# READING PASSAGE
##########

The hypothesis for an environmental cause of sporadic ALS has partially been spurred by evidence of considerable disease clustering demonstrated most profoundly in the Western Pacific region of the world.40,94,95 The prevalence in this region is 50 to 100 times higher than elsewhere. These populations include the Chamorro people of Guam and Marianas Island, the Kii Peninsula of Honshu Island, and the Auyu and Jakai people of southwest New Guinea, in whom ALS is associated with parkinsonism and dementia.139 Other sporadic cluster cases have been reported but without obvious environmental or causal factors.40

Clinical Features

Patients with UMN pathology often complain of loss of dexterity or a feeling of stiffness in the limbs. They might note weakness, which is caused by spasticity resulting from disinhibition of brain stem control of the vestibulospinal and reticulospinal tracts. Patients with LMN pathology usually present complaining of muscle weakness. In addition, they might note muscle atrophy, fasciculations, and muscle cramping. Cramping can occur anywhere in the body, including the thighs, arms, and abdomen. Cramping of abdominal or other trunk muscles raises a red flag urging the clinician to consider a diagnosis of ALS.

Signs and symptoms suggesting bulbar muscle weakness include dysarthria, dysphagia, drooling, and aspiration. These signs and symptoms might be caused by UMN and/or LMN dysfunction involving the bulbar muscles. Signs of spastic dysarthria, indicating UMN pathology, include a strained and strangled quality of speech, reduced rate, low pitch, imprecise consonant pronunciation, vowel distortion, and breaks in pitch. LMN dysfunction creates flaccid dysarthria in which speech has a nasal and/or wet quality, pitch and intensity are monotone, phrases abnormally short, and inspiration audible. Patients might complain of intermittent gagging sensations caused by muscle weakness with drooping of the soft palate. Complaints of difficulty chewing and swallowing, nasal regurgitation, or coughing when drinking liquids can all indicate dysphagia.

Other signs and symptoms frequently associated with ALS are cachexia, fatigue, and musculoskeletal complaints. The term ALS cachexia refers to a phenomenon experienced by some patients in which weight loss occurs in excess of that caused by muscle atrophy and reduced caloric intake. Both subcutaneous fat and peritoneal fat are lost, presumably because of acceleration of the basal metabolic rate.116 In patients with ALS cachexia, more than 20% of body weight is typically lost over a 6-month period. Many patients with ALS feel an overwhelming sense of muscle fatigue, which is probably due to a combination of blocking of neuromuscular transmission in reinnervated nerve terminal sprouts and impairment of excitation contraction coupling.116 Some patients seek initial medical attention because of fractures or sprains that do not heal. In reality, these patients probably sustained their initial injury because of a fall or other injury (e.g., sprained ankle) that occurred because of underlying muscle weakness; they were then unable to recover to their premorbid level of function because of that weakness.

##########

# PROVIDED MATERIAL
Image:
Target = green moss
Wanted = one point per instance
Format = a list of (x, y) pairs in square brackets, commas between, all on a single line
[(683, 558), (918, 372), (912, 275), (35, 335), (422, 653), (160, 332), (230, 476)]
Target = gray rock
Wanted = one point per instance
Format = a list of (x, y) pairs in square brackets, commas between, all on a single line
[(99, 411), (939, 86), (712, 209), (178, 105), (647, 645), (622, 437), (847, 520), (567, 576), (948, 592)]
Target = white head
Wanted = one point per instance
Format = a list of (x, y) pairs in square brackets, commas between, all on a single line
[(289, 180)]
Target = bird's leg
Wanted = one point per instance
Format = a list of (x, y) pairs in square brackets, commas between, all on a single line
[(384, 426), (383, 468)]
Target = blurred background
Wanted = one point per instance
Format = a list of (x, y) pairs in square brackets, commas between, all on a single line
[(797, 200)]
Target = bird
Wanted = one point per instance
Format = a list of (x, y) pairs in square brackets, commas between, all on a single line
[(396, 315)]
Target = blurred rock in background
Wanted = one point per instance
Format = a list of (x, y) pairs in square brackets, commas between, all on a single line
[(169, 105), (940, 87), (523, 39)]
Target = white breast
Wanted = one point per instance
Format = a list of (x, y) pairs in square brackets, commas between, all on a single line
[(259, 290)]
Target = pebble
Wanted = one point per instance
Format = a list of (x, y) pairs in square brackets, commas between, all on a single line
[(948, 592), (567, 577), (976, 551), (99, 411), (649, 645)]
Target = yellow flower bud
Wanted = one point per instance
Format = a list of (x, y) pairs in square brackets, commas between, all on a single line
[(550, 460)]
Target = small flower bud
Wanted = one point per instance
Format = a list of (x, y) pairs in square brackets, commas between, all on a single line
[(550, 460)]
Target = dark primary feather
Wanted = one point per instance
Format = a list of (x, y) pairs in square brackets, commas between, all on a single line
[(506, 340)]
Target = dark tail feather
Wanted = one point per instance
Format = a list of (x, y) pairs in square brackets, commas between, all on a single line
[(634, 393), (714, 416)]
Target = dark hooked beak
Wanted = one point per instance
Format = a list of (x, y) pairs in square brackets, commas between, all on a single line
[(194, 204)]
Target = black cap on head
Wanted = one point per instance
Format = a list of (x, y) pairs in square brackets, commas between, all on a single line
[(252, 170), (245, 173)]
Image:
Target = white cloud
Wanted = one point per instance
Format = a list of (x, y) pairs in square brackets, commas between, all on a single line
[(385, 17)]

##########

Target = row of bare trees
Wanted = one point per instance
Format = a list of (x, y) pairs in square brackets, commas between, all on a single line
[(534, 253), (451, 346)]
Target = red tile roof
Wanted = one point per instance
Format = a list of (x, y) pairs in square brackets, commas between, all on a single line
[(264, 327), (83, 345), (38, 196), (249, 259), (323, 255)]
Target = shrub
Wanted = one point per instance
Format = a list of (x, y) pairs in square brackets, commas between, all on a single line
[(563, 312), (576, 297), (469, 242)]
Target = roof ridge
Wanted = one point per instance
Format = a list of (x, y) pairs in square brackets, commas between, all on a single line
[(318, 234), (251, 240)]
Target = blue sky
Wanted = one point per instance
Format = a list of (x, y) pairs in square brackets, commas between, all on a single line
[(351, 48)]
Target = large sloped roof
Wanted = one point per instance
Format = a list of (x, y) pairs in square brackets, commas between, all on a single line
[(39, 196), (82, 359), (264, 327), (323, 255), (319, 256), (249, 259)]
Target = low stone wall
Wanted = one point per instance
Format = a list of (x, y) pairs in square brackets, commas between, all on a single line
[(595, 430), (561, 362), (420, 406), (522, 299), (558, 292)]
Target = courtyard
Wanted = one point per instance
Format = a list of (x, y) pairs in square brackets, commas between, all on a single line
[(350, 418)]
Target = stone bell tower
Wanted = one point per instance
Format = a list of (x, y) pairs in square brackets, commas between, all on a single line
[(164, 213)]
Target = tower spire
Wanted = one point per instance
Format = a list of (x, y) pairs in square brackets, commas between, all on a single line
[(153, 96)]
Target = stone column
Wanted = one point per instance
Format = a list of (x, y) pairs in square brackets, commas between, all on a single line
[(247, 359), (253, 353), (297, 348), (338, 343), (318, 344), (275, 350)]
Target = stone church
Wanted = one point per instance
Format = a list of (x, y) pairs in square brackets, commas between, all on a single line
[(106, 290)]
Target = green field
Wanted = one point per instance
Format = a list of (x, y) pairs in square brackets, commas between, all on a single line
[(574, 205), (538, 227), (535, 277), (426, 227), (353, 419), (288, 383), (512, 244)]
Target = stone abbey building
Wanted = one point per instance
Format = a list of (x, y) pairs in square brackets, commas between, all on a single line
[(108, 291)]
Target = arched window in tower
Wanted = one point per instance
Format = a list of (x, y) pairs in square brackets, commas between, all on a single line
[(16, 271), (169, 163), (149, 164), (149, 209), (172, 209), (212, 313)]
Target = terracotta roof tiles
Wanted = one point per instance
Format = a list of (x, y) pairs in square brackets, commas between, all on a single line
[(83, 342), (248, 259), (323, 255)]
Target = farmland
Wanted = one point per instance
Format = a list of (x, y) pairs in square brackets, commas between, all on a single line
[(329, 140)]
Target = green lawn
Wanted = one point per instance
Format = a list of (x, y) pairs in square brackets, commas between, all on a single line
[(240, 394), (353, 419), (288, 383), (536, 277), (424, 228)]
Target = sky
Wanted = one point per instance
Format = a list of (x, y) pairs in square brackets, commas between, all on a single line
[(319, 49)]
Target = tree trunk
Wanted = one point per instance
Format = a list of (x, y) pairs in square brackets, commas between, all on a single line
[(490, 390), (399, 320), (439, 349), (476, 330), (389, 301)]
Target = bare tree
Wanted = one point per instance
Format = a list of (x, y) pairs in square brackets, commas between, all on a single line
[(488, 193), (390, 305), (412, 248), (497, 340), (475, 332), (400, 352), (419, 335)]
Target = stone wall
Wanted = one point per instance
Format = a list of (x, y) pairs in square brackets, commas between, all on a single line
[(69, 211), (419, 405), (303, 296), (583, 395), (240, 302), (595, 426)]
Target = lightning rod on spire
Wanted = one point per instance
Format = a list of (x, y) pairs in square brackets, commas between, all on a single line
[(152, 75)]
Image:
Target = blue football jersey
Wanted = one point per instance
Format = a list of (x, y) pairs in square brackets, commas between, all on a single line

##########

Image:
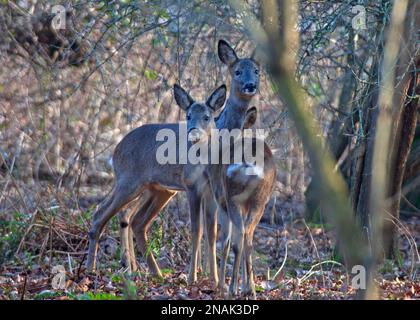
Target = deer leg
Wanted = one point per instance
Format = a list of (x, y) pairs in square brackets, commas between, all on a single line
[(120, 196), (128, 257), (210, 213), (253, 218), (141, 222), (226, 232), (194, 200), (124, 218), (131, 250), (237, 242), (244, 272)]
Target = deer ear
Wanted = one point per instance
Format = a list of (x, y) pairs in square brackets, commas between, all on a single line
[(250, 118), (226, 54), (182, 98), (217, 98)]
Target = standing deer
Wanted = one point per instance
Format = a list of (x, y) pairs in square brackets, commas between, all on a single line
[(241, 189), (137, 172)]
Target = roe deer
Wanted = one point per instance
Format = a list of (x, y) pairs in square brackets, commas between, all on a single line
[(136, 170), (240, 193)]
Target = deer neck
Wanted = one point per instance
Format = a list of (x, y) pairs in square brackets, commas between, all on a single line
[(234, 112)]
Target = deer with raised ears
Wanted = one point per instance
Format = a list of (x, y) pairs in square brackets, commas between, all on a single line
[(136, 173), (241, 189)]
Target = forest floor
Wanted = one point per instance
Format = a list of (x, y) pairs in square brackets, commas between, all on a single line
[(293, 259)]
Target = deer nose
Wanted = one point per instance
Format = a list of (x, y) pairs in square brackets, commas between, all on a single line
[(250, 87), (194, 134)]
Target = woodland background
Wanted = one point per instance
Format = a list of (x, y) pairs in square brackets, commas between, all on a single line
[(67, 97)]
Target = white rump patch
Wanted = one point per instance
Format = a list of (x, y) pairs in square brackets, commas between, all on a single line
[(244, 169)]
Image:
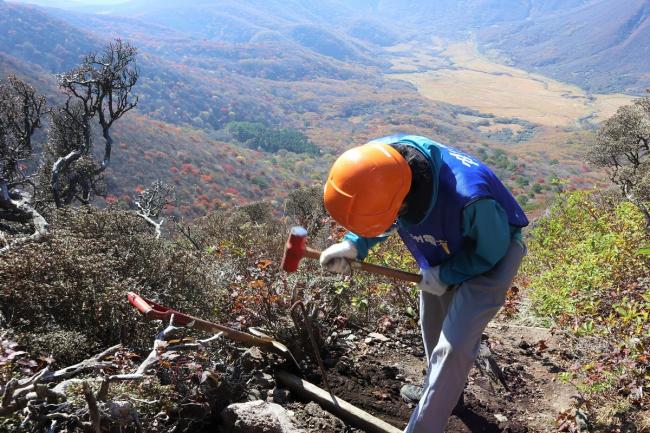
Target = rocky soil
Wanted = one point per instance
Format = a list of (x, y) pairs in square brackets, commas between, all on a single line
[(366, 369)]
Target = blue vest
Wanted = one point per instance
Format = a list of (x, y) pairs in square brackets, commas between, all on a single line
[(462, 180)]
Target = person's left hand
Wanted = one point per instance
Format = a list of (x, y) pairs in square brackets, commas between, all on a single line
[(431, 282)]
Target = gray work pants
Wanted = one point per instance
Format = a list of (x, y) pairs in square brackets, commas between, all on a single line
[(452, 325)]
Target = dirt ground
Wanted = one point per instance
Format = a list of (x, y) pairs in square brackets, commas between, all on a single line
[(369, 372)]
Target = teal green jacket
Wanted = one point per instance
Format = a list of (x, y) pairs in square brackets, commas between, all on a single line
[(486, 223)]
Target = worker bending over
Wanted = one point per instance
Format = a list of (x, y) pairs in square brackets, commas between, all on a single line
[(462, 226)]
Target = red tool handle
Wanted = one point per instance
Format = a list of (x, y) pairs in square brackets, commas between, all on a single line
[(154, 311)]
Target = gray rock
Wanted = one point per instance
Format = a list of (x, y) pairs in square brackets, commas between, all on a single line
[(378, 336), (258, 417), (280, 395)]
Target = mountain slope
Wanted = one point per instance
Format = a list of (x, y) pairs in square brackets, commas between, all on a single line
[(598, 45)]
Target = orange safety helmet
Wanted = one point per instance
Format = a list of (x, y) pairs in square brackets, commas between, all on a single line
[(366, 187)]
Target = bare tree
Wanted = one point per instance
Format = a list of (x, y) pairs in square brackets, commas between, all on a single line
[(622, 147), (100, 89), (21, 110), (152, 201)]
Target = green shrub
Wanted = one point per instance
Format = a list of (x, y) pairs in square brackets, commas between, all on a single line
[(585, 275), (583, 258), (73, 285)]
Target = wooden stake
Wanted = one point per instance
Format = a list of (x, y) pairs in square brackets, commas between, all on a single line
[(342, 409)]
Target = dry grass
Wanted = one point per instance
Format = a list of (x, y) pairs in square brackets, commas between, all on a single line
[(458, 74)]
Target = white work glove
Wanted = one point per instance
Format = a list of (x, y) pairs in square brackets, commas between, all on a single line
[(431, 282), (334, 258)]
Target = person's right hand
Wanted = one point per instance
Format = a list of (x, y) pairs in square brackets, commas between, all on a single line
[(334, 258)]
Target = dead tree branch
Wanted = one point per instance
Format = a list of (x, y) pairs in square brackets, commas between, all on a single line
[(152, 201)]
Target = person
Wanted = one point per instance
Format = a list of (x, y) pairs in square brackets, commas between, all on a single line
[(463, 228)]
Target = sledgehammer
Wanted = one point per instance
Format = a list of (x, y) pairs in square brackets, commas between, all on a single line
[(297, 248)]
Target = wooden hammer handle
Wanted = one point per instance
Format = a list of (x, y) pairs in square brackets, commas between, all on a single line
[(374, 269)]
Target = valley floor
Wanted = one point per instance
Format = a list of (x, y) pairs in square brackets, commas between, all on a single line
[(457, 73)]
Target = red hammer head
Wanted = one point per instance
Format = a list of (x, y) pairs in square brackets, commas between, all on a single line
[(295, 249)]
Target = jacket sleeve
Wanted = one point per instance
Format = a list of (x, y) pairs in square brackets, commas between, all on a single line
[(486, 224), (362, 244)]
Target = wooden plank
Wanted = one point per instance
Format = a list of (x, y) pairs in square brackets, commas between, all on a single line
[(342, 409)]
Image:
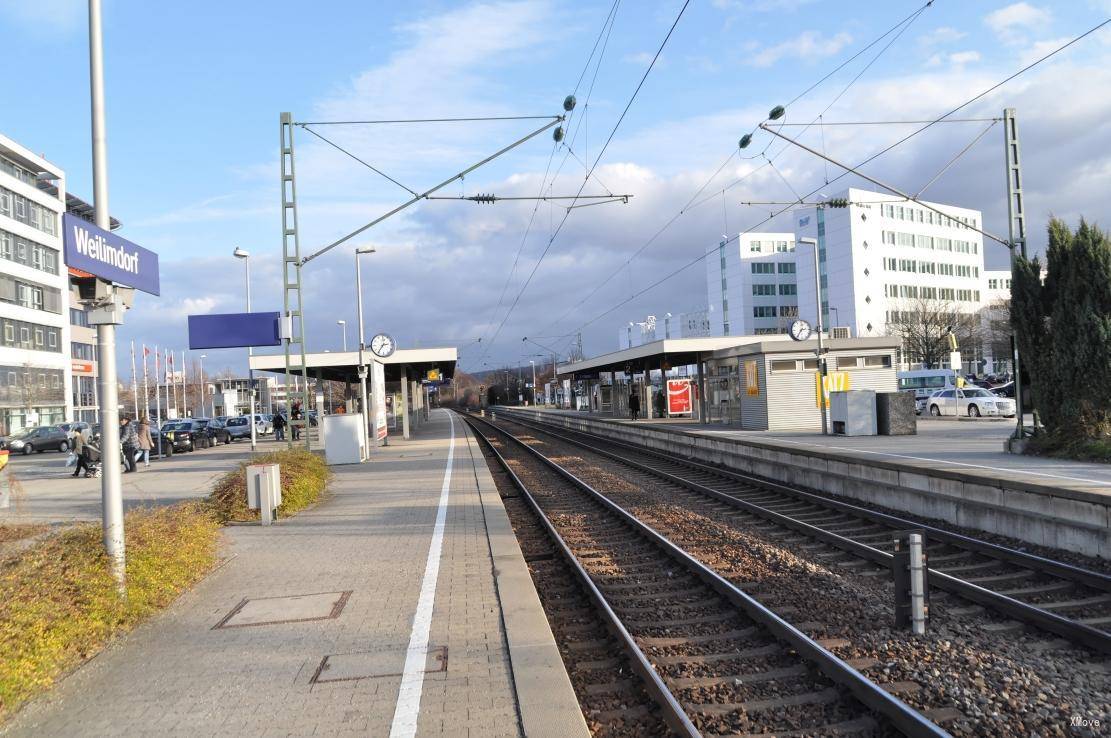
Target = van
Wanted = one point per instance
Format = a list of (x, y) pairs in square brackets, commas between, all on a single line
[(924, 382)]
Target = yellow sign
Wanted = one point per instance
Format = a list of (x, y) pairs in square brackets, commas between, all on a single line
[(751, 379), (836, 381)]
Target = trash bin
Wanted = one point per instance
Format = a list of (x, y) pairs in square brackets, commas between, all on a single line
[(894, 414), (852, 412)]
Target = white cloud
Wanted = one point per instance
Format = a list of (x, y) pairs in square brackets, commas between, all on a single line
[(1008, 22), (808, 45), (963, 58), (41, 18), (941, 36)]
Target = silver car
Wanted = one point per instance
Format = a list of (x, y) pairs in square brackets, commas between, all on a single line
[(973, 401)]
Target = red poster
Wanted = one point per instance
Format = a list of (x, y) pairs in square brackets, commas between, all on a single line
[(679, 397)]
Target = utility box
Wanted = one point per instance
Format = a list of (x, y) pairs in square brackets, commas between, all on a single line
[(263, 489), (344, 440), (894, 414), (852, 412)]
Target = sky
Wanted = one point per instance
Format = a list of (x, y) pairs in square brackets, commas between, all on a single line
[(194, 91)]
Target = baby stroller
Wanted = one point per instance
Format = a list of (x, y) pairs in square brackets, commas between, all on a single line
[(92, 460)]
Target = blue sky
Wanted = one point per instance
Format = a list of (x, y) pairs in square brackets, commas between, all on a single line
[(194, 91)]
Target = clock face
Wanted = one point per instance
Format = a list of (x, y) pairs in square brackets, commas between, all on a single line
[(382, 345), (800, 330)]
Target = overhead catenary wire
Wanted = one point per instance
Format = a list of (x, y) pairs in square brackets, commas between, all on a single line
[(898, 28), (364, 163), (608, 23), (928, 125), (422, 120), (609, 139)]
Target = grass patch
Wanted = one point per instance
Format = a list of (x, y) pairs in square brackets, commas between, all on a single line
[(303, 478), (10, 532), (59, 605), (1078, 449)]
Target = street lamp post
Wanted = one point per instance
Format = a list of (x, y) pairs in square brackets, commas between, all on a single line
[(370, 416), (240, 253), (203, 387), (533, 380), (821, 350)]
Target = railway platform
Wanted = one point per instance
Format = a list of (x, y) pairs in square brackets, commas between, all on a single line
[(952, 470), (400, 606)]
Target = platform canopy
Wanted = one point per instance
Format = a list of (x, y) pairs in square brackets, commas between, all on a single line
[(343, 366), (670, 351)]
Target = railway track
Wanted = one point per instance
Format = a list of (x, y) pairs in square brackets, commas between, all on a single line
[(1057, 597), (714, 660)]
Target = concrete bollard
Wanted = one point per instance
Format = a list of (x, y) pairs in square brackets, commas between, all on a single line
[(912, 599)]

##########

# ACTIVITIES
- A) Reproduce everything from "Patients with UMN" down to "diagnosis of ALS." in the text on ALS, swapping "fasciculations" for "muscle twitches".
- B) Extend the text on the clinical features of ALS past its final sentence.

# WRITTEN ANSWERS
- A)
Patients with UMN pathology often complain of loss of dexterity or a feeling of stiffness in the limbs. They might note weakness, which is caused by spasticity resulting from disinhibition of brain stem control of the vestibulospinal and reticulospinal tracts. Patients with LMN pathology usually present complaining of muscle weakness. In addition, they might note muscle atrophy, muscle twitches, and muscle cramping. Cramping can occur anywhere in the body, including the thighs, arms, and abdomen. Cramping of abdominal or other trunk muscles raises a red flag urging the clinician to consider a diagnosis of ALS.

- B)
Rare signs and symptoms that usually occur only in advanced ALS include sensory impairment, autonomic dysfunction, bowel and bladder dysfunction, extraocular muscle paralysis, pressure ulcer formation, and severe dementia. Although ALS is discussed as a pure motor disorder, there is mounting evidence that it is a multisystem disease.

Poor prognostic factors include older age at time of onset, bulbar and/or pulmonary dysfunction early in the clinical course of the disease, short period from symptom onset to diagnosis, and predominance of LMN findings at diagnosis.40,100,107,109 More women than men present with bulbar symptoms, and the progression of bulbar palsy appears to be more rapid in women.96,97 Overall median survival from onset of symptoms in bulbar dominant cases is 2 to 3 years.39,73,100 In limb-onset ALS, it is 3 to 5 years.39,73,100 Young males with ALS can have a longer life expectancy, but overall the median 50% survival rate is 2.5 years after diagnosis. Survival rates will vary to a degree depending on the patient’s decision to use or not use mechanical ventilation and a feeding tube. Nonetheless, by 5 years postdiagnosis the overall survival rate is between 4% and 30%.39,40,100,109 Only 4% of patients will survive longer than 10 years.139

Atypical, “ALS-like” MNDs have been reported infrequently as a remote complication of several malignancies, including lymphoma, breast cancer, and small cell carcinoma of the lung.35,127 These likely represent paraneoplastic syndromes and not a true manifestation of ALS.111 Irrespective, patients with atypical MND should be screened for malignancy.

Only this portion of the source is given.